(Data for bounding box labeling)
************

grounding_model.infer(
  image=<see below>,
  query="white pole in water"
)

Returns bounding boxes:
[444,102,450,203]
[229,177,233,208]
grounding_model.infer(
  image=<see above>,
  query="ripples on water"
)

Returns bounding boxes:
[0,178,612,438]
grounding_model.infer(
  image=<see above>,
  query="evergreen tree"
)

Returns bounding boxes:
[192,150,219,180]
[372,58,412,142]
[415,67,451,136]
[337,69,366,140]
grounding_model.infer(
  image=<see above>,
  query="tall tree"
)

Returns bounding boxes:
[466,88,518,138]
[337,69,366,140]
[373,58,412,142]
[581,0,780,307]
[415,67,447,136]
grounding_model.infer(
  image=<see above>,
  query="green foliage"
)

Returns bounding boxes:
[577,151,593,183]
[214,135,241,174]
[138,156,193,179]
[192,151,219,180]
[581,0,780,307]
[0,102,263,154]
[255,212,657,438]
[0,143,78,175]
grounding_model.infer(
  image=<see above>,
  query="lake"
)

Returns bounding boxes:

************

§ **Directions**
Copy the data above line for line, with no changes.

§ **Full solution**
grounding_model.infer(
  image=<see below>,
  query="white pole in water"
)

Returns bounding boxes:
[444,102,450,203]
[229,177,233,208]
grounding_model.infer(
  image=<see above>,
  query="ripples on water"
)

Returns bounding boxes:
[0,178,612,438]
grounding_model.infer(
  image=<see above>,
  query="evergreen tree"
)

Returns bounding boxes:
[192,150,219,180]
[372,58,412,142]
[415,67,451,136]
[337,69,366,140]
grounding_model.infer(
  image=<see above>,
  query="tall tree"
)

Returns bounding boxes:
[466,88,518,138]
[337,69,366,140]
[373,58,412,142]
[581,0,780,307]
[415,67,447,136]
grounding_model.infer(
  image=<see above>,
  query="green foliage"
)

Returns bounding boxes:
[577,151,593,183]
[214,135,241,174]
[138,156,193,179]
[192,151,219,180]
[581,0,780,307]
[0,102,263,154]
[255,212,657,438]
[0,143,78,175]
grounding_model.infer(
  image=<see above>,
  query="lake"
)

Returns bounding boxes:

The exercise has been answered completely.